▶ _AUFGABE_:
Entnimm den folgenden Zeilen alle, in denen das Wort „before“ vorkommt, und gib sie unverändert wieder.

═══ GEGEBENE DATEN ═══

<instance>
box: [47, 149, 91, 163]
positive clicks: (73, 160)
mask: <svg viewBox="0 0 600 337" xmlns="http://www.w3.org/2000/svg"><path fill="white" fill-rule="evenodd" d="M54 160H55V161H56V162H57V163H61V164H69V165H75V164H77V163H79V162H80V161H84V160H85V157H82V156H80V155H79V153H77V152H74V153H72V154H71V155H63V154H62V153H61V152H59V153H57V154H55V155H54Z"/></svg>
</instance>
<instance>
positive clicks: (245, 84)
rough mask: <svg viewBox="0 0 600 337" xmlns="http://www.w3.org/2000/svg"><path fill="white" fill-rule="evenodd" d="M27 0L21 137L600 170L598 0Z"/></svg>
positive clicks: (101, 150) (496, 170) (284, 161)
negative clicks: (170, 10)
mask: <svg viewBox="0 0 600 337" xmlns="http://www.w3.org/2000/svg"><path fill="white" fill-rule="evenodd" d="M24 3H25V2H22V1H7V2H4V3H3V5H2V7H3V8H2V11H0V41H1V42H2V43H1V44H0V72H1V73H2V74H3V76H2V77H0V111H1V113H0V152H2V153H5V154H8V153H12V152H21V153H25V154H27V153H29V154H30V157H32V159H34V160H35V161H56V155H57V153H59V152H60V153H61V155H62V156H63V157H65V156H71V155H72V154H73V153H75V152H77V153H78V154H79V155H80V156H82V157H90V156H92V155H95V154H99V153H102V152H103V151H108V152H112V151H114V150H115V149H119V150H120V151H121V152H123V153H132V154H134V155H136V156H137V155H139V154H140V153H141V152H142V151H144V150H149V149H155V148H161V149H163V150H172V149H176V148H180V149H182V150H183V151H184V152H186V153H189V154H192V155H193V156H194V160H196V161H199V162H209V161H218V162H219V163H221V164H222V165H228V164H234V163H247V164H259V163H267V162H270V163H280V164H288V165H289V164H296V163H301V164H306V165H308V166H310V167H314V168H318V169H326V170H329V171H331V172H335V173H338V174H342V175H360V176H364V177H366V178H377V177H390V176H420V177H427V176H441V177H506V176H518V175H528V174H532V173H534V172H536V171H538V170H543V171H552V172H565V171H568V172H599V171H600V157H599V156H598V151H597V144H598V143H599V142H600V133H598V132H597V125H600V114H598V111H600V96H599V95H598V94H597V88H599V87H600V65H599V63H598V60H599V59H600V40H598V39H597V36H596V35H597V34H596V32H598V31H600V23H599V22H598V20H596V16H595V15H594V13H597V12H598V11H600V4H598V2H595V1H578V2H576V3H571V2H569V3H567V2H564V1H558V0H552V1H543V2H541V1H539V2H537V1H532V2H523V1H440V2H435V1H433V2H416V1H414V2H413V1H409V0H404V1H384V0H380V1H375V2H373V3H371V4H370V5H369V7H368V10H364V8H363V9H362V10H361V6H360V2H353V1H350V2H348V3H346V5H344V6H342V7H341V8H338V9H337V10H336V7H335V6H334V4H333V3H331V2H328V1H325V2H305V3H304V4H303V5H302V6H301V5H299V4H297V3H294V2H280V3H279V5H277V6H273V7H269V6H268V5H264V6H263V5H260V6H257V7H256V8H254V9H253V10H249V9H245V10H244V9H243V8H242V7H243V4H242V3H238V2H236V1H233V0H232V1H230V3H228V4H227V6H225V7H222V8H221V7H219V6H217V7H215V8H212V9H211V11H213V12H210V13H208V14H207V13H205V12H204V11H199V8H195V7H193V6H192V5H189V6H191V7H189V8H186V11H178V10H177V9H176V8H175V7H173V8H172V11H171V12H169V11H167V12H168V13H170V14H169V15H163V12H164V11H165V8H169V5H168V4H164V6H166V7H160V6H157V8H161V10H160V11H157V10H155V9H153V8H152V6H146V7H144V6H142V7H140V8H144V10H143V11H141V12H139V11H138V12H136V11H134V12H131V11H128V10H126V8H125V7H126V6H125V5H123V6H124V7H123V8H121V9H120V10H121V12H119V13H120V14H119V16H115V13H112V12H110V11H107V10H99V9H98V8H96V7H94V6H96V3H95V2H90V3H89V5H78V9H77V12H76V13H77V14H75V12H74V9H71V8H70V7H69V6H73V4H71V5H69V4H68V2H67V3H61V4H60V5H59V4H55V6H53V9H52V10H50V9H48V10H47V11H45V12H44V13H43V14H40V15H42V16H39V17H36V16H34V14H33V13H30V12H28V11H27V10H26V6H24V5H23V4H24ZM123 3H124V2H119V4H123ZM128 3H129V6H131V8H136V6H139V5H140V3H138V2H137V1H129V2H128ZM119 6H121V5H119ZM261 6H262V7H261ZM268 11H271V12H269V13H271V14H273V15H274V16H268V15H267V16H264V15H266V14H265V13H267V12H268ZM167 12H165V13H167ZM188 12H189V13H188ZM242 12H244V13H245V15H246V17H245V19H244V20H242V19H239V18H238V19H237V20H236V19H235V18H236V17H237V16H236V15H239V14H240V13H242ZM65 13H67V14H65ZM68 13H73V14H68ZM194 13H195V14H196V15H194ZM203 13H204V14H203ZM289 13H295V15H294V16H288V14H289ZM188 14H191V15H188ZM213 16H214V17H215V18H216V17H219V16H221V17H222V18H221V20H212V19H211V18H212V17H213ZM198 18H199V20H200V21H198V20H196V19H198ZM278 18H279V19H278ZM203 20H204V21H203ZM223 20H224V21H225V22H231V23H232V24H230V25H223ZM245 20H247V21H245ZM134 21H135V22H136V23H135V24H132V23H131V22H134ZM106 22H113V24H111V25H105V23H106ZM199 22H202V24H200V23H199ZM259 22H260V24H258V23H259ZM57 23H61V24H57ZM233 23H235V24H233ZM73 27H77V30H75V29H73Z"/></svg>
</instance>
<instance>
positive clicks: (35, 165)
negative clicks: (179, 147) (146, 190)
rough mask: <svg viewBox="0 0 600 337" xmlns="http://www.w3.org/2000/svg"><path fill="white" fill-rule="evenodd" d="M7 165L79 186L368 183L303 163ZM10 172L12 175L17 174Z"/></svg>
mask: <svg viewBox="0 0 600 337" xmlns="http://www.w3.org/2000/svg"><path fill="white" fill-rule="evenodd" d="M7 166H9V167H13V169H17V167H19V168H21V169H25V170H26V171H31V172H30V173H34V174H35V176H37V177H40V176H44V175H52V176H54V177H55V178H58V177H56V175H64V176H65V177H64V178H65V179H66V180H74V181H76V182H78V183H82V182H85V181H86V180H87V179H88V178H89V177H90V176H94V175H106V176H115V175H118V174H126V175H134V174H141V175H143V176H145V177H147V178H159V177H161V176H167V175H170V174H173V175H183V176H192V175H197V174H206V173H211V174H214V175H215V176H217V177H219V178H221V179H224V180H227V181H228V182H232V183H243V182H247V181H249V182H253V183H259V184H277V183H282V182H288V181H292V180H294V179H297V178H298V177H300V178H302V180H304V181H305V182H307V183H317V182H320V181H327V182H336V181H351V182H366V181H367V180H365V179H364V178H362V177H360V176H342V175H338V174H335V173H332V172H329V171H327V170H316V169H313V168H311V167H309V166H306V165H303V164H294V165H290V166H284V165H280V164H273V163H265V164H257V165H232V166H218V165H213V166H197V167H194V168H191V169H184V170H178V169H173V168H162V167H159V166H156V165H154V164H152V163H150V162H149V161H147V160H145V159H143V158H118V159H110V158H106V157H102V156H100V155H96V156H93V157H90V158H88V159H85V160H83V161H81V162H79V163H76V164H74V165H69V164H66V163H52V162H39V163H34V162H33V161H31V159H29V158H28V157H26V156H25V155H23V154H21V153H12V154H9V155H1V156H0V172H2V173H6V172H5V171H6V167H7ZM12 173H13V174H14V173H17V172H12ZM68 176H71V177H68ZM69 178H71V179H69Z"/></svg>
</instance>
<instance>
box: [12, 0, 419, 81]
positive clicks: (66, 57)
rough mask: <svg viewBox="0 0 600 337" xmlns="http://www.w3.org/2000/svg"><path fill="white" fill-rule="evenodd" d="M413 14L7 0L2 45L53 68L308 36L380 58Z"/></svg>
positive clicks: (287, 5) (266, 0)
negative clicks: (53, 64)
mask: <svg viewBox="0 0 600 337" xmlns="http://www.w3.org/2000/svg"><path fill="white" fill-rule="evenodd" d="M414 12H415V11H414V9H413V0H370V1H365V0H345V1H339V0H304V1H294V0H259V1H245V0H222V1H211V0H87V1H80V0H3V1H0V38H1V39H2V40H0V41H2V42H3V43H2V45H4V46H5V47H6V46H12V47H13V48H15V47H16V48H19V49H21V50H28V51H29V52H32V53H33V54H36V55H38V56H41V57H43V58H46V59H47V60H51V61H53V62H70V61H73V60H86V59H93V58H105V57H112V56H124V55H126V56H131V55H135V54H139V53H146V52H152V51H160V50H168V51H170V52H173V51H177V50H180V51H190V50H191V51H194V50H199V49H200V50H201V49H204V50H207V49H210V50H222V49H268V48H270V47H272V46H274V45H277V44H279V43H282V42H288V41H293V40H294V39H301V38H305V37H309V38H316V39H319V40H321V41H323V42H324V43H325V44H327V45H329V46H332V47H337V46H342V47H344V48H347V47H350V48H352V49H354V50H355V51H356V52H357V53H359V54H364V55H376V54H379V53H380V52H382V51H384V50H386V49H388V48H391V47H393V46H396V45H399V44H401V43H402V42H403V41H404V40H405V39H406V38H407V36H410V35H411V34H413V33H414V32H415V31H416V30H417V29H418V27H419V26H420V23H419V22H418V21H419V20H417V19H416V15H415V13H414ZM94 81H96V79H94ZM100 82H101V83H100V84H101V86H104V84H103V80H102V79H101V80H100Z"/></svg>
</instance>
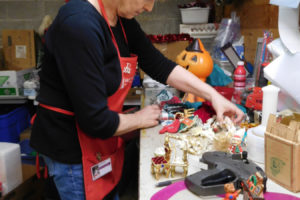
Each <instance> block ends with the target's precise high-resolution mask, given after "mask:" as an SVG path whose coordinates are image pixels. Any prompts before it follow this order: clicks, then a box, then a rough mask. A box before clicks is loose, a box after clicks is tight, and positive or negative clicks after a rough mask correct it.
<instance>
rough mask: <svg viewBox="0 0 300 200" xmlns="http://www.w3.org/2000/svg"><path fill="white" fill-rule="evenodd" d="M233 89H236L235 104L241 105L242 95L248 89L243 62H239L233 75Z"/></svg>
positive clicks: (234, 97)
mask: <svg viewBox="0 0 300 200" xmlns="http://www.w3.org/2000/svg"><path fill="white" fill-rule="evenodd" d="M233 87H234V95H233V98H234V102H235V103H237V104H241V101H242V94H243V92H244V91H245V87H246V70H245V67H244V62H243V61H238V63H237V67H236V69H235V70H234V73H233Z"/></svg>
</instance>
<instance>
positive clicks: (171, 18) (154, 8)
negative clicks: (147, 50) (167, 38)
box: [136, 0, 195, 34]
mask: <svg viewBox="0 0 300 200" xmlns="http://www.w3.org/2000/svg"><path fill="white" fill-rule="evenodd" d="M192 1H195V0H156V1H155V5H154V8H153V10H152V12H150V13H143V14H141V15H139V16H137V17H136V19H137V20H138V21H139V23H140V24H141V26H142V28H143V30H144V31H145V32H146V33H147V34H168V33H173V34H176V33H179V24H180V23H181V15H180V10H179V9H178V7H177V5H179V4H184V3H189V2H192Z"/></svg>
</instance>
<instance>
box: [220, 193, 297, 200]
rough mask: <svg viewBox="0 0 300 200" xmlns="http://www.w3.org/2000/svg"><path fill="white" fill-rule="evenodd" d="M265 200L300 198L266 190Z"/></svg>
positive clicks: (222, 197)
mask: <svg viewBox="0 0 300 200" xmlns="http://www.w3.org/2000/svg"><path fill="white" fill-rule="evenodd" d="M218 197H222V198H223V197H225V194H222V195H218ZM264 198H265V200H300V198H298V197H295V196H292V195H289V194H282V193H277V192H266V193H264Z"/></svg>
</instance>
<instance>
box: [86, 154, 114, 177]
mask: <svg viewBox="0 0 300 200" xmlns="http://www.w3.org/2000/svg"><path fill="white" fill-rule="evenodd" d="M91 171H92V178H93V181H95V180H97V179H98V178H101V177H102V176H104V175H105V174H108V173H109V172H111V171H112V166H111V159H110V158H108V159H106V160H104V161H102V162H99V163H98V164H96V165H94V166H92V167H91Z"/></svg>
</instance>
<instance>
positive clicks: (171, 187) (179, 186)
mask: <svg viewBox="0 0 300 200" xmlns="http://www.w3.org/2000/svg"><path fill="white" fill-rule="evenodd" d="M185 189H187V188H186V186H185V184H184V181H178V182H175V183H173V184H172V185H169V186H167V187H165V188H163V189H161V190H160V191H158V192H157V193H155V194H154V195H153V196H152V197H151V200H168V199H169V198H171V197H172V196H173V195H175V194H176V193H178V192H180V191H182V190H185ZM217 196H218V197H220V198H224V197H225V194H223V195H217ZM264 198H265V200H275V199H276V200H300V198H299V197H295V196H292V195H289V194H282V193H277V192H266V193H265V194H264Z"/></svg>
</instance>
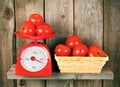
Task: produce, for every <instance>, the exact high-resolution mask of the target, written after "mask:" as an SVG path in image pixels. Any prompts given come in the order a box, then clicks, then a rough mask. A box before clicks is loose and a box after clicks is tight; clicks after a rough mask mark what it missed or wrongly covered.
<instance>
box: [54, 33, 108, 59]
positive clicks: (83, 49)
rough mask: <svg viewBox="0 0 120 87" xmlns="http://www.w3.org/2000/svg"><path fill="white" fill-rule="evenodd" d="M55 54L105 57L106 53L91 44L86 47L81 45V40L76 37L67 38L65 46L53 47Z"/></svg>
mask: <svg viewBox="0 0 120 87" xmlns="http://www.w3.org/2000/svg"><path fill="white" fill-rule="evenodd" d="M55 54H56V55H57V56H90V57H105V56H106V53H105V52H104V51H103V49H102V48H101V47H100V46H98V45H96V44H92V45H90V46H89V47H87V46H86V45H85V44H83V43H82V40H81V38H80V37H78V36H75V35H73V36H69V37H68V38H67V40H66V42H65V44H61V43H60V44H58V45H56V47H55Z"/></svg>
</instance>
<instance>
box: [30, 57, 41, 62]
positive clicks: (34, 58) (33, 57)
mask: <svg viewBox="0 0 120 87" xmlns="http://www.w3.org/2000/svg"><path fill="white" fill-rule="evenodd" d="M31 60H32V61H37V62H39V63H42V62H41V61H40V60H37V59H36V58H35V57H34V56H32V57H31Z"/></svg>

═══

▶ _LÖSUNG_:
Each <instance> block ends with the target's precise high-resolution mask, given after "mask:" as an SVG path whose coordinates are image pixels. Any prompts before it follow this order: clicks, then a box, then a rough mask. A box before clicks is loose, a box after clicks is tight, and positive or negative clicks after a rough mask correct it.
Task: produce, for every <instance>, the exact high-resolution mask of the target, written after "mask:" as an SVG path in image pixels. Any prompts given come in the order a box, then clicks, then a rough mask. A box before clicks is loose and a box after clicks is tight; clicks after a rough mask mark what it missed or wrongly covered.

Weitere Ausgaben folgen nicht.